### About this task
Any pictures in the records below should be skipped; write out everything else exactly.

### Dataset records
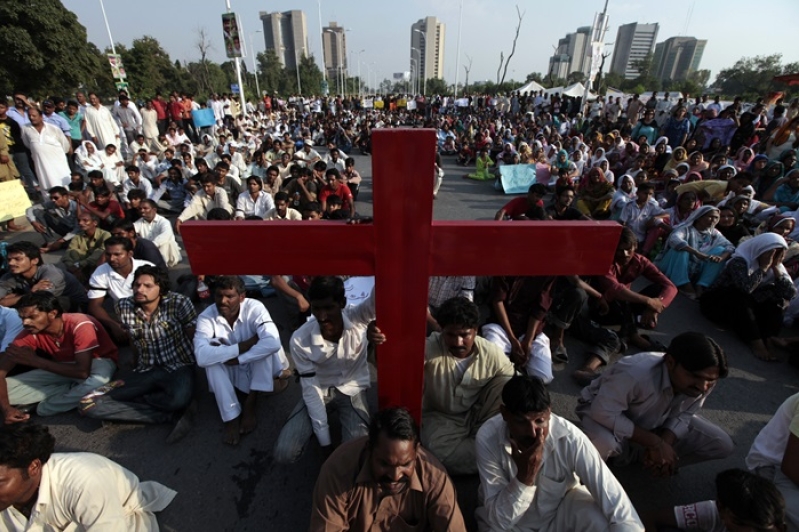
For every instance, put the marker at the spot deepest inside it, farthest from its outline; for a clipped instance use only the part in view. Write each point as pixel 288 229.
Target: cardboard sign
pixel 13 200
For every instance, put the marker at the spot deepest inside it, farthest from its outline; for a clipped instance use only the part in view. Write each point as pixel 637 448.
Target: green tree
pixel 753 77
pixel 44 49
pixel 149 67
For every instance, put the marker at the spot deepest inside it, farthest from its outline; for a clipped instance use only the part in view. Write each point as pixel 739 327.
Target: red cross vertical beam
pixel 403 248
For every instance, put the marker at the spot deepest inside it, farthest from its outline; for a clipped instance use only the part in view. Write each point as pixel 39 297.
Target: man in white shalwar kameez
pixel 157 229
pixel 71 491
pixel 48 146
pixel 100 124
pixel 239 346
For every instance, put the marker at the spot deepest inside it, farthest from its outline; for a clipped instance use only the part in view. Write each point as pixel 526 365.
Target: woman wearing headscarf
pixel 595 195
pixel 751 292
pixel 730 225
pixel 771 178
pixel 695 252
pixel 253 201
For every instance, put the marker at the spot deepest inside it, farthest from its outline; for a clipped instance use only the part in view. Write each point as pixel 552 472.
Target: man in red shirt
pixel 336 185
pixel 517 208
pixel 56 360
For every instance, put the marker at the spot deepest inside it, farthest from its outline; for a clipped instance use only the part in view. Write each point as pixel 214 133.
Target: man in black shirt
pixel 143 249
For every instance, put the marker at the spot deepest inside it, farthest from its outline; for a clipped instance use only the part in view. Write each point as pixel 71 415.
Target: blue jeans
pixel 353 413
pixel 151 396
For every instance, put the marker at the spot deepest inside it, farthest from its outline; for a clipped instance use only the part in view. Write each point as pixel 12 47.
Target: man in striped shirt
pixel 161 326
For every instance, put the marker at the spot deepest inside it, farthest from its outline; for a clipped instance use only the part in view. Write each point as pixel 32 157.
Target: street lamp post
pixel 424 73
pixel 254 67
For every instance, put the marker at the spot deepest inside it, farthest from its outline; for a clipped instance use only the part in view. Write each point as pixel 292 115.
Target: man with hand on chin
pixel 538 472
pixel 385 481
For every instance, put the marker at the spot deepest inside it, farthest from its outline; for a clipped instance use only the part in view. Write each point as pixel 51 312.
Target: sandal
pixel 560 354
pixel 585 376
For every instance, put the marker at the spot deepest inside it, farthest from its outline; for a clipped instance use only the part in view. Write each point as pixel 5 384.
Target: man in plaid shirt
pixel 161 327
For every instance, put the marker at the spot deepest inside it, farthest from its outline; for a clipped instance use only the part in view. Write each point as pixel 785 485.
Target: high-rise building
pixel 572 54
pixel 633 42
pixel 286 34
pixel 427 48
pixel 676 57
pixel 334 46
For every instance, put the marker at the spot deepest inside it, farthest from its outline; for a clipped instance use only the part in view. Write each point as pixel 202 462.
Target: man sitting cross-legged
pixel 161 326
pixel 329 354
pixel 238 344
pixel 57 359
pixel 43 490
pixel 463 379
pixel 538 472
pixel 646 407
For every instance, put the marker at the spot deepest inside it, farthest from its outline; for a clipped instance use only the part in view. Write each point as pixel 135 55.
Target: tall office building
pixel 676 57
pixel 572 54
pixel 334 45
pixel 286 34
pixel 633 42
pixel 427 36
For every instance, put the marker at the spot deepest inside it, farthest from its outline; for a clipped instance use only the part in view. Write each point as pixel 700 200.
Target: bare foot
pixel 232 431
pixel 249 414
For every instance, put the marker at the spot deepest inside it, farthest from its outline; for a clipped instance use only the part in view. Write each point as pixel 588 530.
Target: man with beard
pixel 385 481
pixel 538 472
pixel 329 355
pixel 57 359
pixel 238 344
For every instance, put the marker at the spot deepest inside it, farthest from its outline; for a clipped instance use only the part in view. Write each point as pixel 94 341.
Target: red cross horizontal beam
pixel 402 249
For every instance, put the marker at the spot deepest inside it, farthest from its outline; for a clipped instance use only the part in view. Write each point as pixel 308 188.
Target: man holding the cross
pixel 329 353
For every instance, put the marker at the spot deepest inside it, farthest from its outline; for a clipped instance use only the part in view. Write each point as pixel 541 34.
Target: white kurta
pixel 48 149
pixel 160 233
pixel 100 124
pixel 90 493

### Written response
For every instance, put the marker at the spot deepest inside it, farthest from its outline; for a clipped instance use only the part in view. Write each point as pixel 288 229.
Target: cardboard sign
pixel 13 200
For every instance, put the marker at the spot deepest inside it, farthest from its outline; for a clipped instance use only the part in view. Write each point as pixel 637 448.
Target: green tree
pixel 753 77
pixel 44 49
pixel 149 67
For every instance, put the marker at the spot deepest inside it, farthest from its outline; for a clipped instance use only the part in view. Write each point as pixel 739 327.
Target: red cross vertical beam
pixel 403 248
For every instance, put the marker at the spot deepest inside it, farthest from its outline; for a clipped instance use only the part in view. Write each point as pixel 39 297.
Target: man in white shalwar kameez
pixel 157 229
pixel 71 491
pixel 48 146
pixel 100 124
pixel 239 346
For every instance, put the marker at the spot deepest inside it, farthest from its outline; for a clipped instance use only the part in view. Write each point as pixel 526 365.
Target: woman wearing headscarf
pixel 595 195
pixel 751 292
pixel 730 225
pixel 771 178
pixel 695 252
pixel 253 201
For every instance, put the marker at the spot deepest inside it, farthest from its outline; for a clipped instance use only the part in view. Write each point as pixel 552 472.
Target: man in red shirt
pixel 336 185
pixel 517 208
pixel 56 360
For every instance, put the marker at the spot deepest inside it, farthest from its outline; for a clipped instance use only the part in view. Write each point as pixel 214 133.
Target: man in black shirt
pixel 143 249
For every instance, put the marker at the spot deepest inside it, farthest from its outline; for a clipped instance use only the part in view. Write each point as pixel 71 415.
Target: blue jeans
pixel 353 413
pixel 151 396
For every instance, put the marker at the spot deepest inside it, farthest from its outline; for a clipped instance use only the part in view. Write each point as pixel 12 47.
Target: man in striped shirt
pixel 161 326
For every instance, put the marker at the spot deepest inside it, farthest from its outline; for a clipped instance use only the part in view. Write each point as pixel 32 157.
Target: street lamp post
pixel 424 73
pixel 254 67
For every instance, put the marker at the spot deepest inside it, farthest from its outline; for a clipped instance use only the part in view. Write each point as pixel 292 115.
Target: man with hand on chin
pixel 538 472
pixel 385 481
For every instance, put the marker at the spot deepest inside it, farthest from its outline; for a clipped instance use only the part in view. Write each point as pixel 51 312.
Target: sandal
pixel 560 354
pixel 585 376
For every instance, put the marker at the spot deepest inside it, farthest from its outline; for a clipped instance use only the part in view. Write each point as pixel 5 384.
Target: man in plaid shirt
pixel 161 327
For every instance, put the marker at the spot deepest inside it, farthest from its outline; for a clipped instance use only the part in view. Write each point as pixel 785 485.
Target: high-rise building
pixel 572 54
pixel 633 42
pixel 286 34
pixel 427 48
pixel 676 57
pixel 334 46
For every instance, put the marker at the spot deepest inside it, farthest from its outline; for a clipped instance use only the part in view. Write each point as pixel 202 462.
Target: man sitting cross-legged
pixel 161 326
pixel 329 354
pixel 238 344
pixel 57 359
pixel 43 490
pixel 463 379
pixel 538 472
pixel 646 407
For every instance, put the marker at the spot deepest inside it, farthest from its outline; for a clipped instance use only the part in view. Write each point as pixel 135 55.
Target: tall office building
pixel 676 57
pixel 572 54
pixel 334 45
pixel 286 34
pixel 633 42
pixel 427 36
For every instance, put the marker at the spot deepest inside it, farthest from its outline; for a clipped instance use only the part in view. Write each point as pixel 700 200.
Target: bare foot
pixel 232 431
pixel 249 414
For every instance, put the marker at the spot deepest inside it, farthest from its outline; for a clipped instance use only the part in view. Write each point as pixel 588 530.
Target: man with beard
pixel 385 481
pixel 538 472
pixel 329 355
pixel 57 359
pixel 238 344
For every instance, put the marker at the spot deepest inside it, farthest from its outline; for a clipped instance use only the part in view. Write each point as pixel 94 341.
Target: red cross horizontal beam
pixel 402 249
For every instance, put the marker at the spot deepest inside it, farthest from its outline; for a clipped instance use only the part in view. Write each point as pixel 308 188.
Target: man holding the cross
pixel 329 353
For every instance, put the marker at the spot deepest inside it, farthest from its outline; for a clipped instance use only the part in view. Write each point as pixel 541 34.
Target: white kurta
pixel 48 149
pixel 160 233
pixel 100 124
pixel 90 493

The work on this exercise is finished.